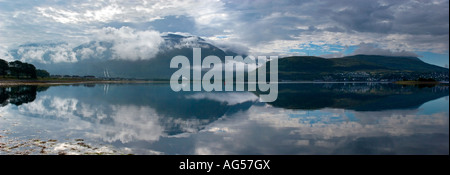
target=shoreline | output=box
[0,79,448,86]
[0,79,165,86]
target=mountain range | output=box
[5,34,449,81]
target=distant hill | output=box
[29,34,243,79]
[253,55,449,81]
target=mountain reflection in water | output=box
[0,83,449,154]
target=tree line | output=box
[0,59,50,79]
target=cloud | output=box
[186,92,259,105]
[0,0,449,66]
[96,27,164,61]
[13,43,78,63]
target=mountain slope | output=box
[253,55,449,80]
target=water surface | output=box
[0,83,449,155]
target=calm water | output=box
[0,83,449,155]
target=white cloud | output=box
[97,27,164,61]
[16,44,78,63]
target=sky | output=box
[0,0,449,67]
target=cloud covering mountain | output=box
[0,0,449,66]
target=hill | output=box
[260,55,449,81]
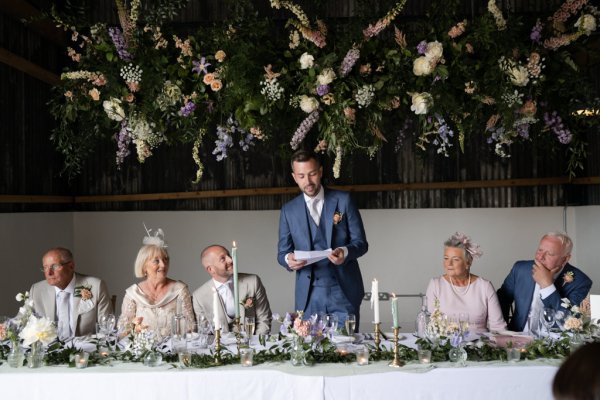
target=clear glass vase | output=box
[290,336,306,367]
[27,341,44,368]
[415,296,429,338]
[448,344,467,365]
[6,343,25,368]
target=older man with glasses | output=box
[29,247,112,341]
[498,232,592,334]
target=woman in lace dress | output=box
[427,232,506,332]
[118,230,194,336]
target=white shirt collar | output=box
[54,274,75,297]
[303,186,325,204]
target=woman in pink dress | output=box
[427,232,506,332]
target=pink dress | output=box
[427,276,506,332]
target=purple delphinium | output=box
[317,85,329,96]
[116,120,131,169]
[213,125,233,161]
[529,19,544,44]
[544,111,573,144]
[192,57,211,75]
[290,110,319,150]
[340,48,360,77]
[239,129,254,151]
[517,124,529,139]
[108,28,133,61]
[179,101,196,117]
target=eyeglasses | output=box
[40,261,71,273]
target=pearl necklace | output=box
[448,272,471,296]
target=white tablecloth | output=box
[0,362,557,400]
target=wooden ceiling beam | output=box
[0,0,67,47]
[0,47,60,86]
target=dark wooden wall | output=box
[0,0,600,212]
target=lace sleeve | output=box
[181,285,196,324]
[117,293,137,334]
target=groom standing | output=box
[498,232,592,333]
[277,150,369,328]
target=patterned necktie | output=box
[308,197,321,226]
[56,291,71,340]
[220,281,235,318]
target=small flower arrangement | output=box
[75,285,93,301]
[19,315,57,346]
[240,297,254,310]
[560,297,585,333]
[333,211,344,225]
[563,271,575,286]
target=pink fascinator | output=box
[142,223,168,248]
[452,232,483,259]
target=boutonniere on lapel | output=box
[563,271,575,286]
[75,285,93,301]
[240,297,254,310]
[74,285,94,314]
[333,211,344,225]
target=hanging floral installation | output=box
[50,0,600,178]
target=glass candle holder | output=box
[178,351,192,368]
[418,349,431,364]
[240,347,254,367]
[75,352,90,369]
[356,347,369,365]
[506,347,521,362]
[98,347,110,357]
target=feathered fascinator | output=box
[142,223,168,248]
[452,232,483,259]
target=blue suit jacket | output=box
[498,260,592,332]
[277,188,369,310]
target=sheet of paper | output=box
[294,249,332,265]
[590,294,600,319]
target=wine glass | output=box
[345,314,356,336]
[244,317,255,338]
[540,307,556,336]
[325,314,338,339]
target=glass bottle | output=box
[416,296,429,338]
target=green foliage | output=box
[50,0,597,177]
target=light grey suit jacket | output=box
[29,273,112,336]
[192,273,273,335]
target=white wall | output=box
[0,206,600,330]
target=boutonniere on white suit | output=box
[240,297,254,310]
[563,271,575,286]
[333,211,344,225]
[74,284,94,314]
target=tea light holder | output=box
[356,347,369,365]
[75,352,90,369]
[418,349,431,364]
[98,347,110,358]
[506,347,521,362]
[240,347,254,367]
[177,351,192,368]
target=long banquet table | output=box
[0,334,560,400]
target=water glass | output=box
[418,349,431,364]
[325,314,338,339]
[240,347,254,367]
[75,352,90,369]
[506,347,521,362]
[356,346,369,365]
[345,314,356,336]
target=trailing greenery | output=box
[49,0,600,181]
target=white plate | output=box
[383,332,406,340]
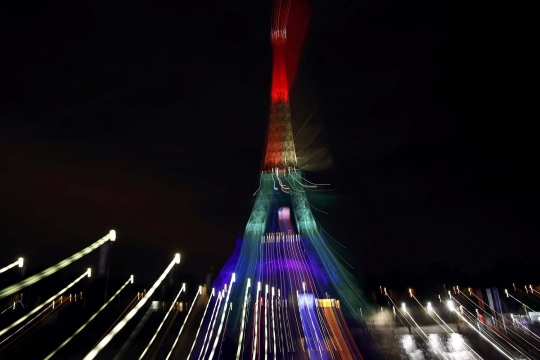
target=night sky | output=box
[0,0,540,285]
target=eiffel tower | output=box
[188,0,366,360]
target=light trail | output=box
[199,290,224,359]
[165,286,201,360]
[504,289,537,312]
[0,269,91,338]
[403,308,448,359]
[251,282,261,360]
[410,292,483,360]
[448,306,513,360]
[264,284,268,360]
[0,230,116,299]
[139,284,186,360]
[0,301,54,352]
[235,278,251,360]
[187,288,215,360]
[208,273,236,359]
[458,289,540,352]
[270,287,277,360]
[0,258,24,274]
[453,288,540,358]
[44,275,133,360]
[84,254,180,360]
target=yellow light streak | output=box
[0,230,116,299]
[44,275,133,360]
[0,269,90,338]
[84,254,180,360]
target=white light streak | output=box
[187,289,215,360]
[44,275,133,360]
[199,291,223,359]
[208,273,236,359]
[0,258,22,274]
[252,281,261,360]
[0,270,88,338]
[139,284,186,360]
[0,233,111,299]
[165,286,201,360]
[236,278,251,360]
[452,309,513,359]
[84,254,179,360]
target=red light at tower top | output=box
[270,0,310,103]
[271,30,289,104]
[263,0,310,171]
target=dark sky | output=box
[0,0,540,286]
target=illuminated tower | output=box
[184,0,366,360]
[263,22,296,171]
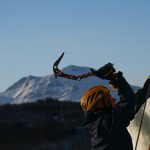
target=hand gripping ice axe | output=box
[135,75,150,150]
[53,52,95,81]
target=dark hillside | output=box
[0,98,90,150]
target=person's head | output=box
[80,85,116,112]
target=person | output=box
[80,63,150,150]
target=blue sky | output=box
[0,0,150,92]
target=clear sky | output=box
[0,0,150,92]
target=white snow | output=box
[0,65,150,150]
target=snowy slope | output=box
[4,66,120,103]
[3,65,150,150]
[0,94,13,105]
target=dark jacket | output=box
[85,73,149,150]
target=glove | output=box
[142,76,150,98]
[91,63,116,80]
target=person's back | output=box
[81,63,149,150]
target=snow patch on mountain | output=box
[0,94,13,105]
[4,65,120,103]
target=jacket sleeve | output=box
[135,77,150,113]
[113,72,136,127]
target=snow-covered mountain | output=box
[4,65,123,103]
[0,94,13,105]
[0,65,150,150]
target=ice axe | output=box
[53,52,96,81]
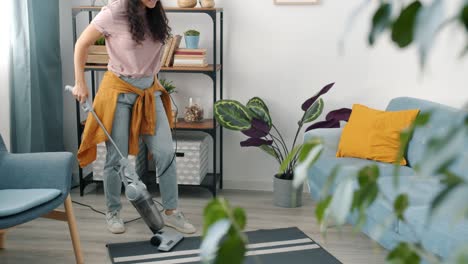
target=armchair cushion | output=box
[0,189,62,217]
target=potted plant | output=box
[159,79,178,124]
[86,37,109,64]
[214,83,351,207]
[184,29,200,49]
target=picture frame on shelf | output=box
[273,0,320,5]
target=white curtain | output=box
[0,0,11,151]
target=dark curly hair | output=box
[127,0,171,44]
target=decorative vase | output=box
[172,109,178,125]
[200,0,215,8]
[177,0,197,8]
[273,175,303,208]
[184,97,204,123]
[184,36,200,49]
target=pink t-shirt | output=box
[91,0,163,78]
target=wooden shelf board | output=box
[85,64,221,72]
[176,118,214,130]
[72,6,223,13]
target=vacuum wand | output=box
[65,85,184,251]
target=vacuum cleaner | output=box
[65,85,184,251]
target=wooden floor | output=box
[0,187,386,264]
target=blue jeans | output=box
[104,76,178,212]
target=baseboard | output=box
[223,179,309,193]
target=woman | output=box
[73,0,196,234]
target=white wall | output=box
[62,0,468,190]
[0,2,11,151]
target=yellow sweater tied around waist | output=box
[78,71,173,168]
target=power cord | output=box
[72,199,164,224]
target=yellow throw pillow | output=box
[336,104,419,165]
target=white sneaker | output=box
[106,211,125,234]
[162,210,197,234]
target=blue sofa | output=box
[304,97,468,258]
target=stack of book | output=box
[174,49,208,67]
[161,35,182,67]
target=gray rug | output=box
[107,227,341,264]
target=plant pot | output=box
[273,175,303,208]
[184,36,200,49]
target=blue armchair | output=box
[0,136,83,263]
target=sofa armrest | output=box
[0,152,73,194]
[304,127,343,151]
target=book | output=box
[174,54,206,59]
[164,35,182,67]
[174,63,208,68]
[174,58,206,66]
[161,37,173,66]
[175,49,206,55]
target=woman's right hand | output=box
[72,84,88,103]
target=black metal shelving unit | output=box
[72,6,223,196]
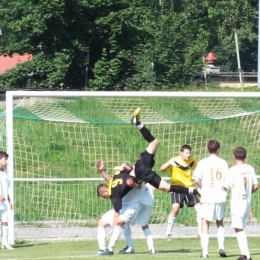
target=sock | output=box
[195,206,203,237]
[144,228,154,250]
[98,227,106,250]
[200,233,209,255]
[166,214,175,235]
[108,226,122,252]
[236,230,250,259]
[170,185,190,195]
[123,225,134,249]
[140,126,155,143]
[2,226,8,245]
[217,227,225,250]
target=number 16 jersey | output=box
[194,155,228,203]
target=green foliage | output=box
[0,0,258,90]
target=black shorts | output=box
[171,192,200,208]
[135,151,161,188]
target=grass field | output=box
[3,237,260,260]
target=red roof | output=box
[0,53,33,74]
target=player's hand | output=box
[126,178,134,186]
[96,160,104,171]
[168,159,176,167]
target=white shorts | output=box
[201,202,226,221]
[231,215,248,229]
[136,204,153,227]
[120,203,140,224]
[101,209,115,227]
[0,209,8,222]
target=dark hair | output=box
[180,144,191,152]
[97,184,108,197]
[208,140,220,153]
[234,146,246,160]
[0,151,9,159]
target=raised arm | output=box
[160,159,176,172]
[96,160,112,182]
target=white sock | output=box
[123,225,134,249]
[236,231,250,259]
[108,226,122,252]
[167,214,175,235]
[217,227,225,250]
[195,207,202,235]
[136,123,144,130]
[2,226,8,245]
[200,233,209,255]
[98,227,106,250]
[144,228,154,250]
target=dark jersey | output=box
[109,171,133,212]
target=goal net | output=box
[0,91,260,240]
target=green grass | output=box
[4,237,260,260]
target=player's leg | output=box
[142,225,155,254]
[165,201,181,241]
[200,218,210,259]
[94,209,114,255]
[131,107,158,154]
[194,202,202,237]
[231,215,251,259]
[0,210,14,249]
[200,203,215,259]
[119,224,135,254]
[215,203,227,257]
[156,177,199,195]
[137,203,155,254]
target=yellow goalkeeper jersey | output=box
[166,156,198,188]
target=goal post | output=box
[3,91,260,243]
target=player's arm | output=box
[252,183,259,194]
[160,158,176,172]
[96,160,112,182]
○ ○ ○ ○ ○ ○ ○
◆ **TO DO**
Please write out the data again from the start through the line with "[260,55,449,81]", swapping each "water" for "lake" and changing nothing else. Leave the pictures out.

◆ **RESULT OF THE TASK**
target=shoreline | output=box
[0,79,448,86]
[0,79,165,86]
target=mountain range | output=box
[5,34,449,81]
target=distant hill | output=box
[29,34,243,79]
[253,55,449,81]
target=mountain reflection in lake | output=box
[0,83,449,154]
target=tree line | output=box
[0,59,50,79]
target=cloud | output=box
[186,92,259,105]
[0,0,449,66]
[96,27,164,61]
[13,43,78,63]
target=mountain slope | output=box
[253,55,449,80]
target=lake surface | output=box
[0,83,449,155]
target=calm lake | output=box
[0,83,449,155]
target=white cloud | output=box
[97,27,164,61]
[16,44,78,63]
target=sky | output=box
[0,0,449,67]
target=cloud covering mountain | output=box
[0,0,449,66]
target=hill | output=box
[260,55,449,81]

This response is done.